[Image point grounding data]
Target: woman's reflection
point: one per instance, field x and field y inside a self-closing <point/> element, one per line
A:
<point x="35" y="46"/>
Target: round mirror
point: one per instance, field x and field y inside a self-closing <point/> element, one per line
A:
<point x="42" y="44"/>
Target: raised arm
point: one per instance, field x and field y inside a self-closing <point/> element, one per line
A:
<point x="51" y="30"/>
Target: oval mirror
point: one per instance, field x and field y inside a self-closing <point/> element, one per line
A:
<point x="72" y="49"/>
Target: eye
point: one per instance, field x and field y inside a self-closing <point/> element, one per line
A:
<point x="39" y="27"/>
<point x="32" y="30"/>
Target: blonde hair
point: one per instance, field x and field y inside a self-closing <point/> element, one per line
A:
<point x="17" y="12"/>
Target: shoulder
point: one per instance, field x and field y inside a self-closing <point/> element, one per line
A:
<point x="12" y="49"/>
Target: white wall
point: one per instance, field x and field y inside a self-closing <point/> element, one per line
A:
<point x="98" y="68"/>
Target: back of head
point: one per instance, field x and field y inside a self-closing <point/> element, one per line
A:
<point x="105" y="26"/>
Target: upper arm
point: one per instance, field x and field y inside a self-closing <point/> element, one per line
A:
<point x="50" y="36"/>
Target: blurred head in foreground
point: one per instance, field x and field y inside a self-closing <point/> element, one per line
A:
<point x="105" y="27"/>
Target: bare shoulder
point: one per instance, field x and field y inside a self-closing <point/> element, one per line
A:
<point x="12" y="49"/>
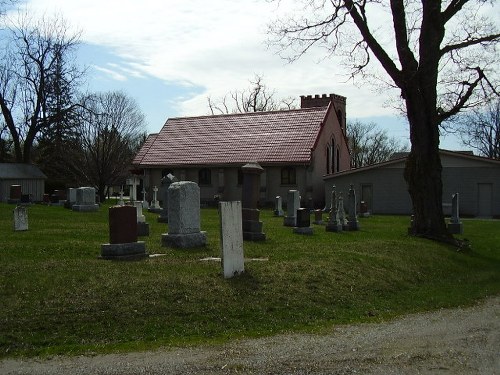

§ **Instructions to follow**
An exact copy is required of the lines from the one holding "Target: back of head" to the end of the entries above, both included; no pictures belong in it.

§ **Result below**
Target: back of head
point: one per instance, field x and field y inside a self-closing <point/> element, one per line
A:
<point x="105" y="26"/>
Target: upper arm
point: one per instance, field x and field y inside a self-closing <point/> element, one per line
A:
<point x="50" y="36"/>
Target: blurred head in foreground
point: one per instance, field x and field y inside a self-closing <point/> element, one per line
A:
<point x="105" y="27"/>
Target: bare shoulder
point: one per instance, field x and field y inside a self-closing <point/> element, one per line
A:
<point x="12" y="49"/>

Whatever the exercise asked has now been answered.